▶ PROBLEM 1
List every rider category in the 1979 cyclo-cross championships page that comes with a participant count, and give each count.
▶ PROBLEM 2
Write the next paragraph of the 1979 cyclo-cross championships page, picking up after its final sentence.

▶ PAGE EXTRACT

* * * * * * * * *

1979 UCI Cyclo-cross World Championships
- Stamp of the event
- Venue: Saccolongo, Italy Ordizia, Spain
- Dates: 27-–28 January 1979 18 February 1979
- Coordinates: 45°24′N 11°45′E﻿ / ﻿45.400°N 11.750°E
- Cyclists participating: 27 (Elite), 47 (Amateurs), 35 (Juniors)
- Events: 3

= 1979 UCI Cyclo-cross World Championships =

Cyclo-cross championship

The 1979 UCI Cyclo-cross World Championships were held in Saccolongo, Italy on Sunday 28 January 1979. It was the 30th edition of the UCI Cyclo-cross World Championships.

In August 1977, the UCI Congress awarded the hosting rights to Italy. At the same time, it was decided to transform the Junior European Championships, which had existed since 1976, into World Championships starting in 1979. However, in Saccolongo, only the usual competitions for adult professionals and amateurs took place initially, for the first time held separately over two days. In February, the first Junior World Champion was crowned in Ordizia, Spain.

* * * * * * * * *

▶ GIVEN MATERIAL

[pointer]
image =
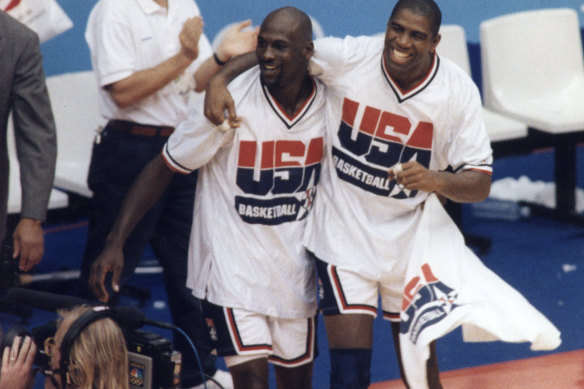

* * * * * * * * *

▶ RESULT 1
Elite: 27
Amateurs: 47
Juniors: 35

▶ RESULT 2
== Venue ==
The majority of the course lay in the meadows near the Bacchiglione river. Except for the climb up the river embankment, it was completely flat. The originally planned circuit was 3.1 km long, 2.4 km of which ran through pasture and farmland. However, weeks of bad weather had rendered it virtually impassable, and significant criticism arose even before the race. Rolf Wolfshohl and Carlo Lafranchi, managers of the German and Swiss teams respectively, spoke of a disgrace or scandal, and the Belgian team considered a boycott. Without a bicycle, the course was easier to complete. At short notice, some obstacles were removed, and the passage through a cornfield was eliminated, so the amateurs had to cover 19.5 km and the professionals 22 km.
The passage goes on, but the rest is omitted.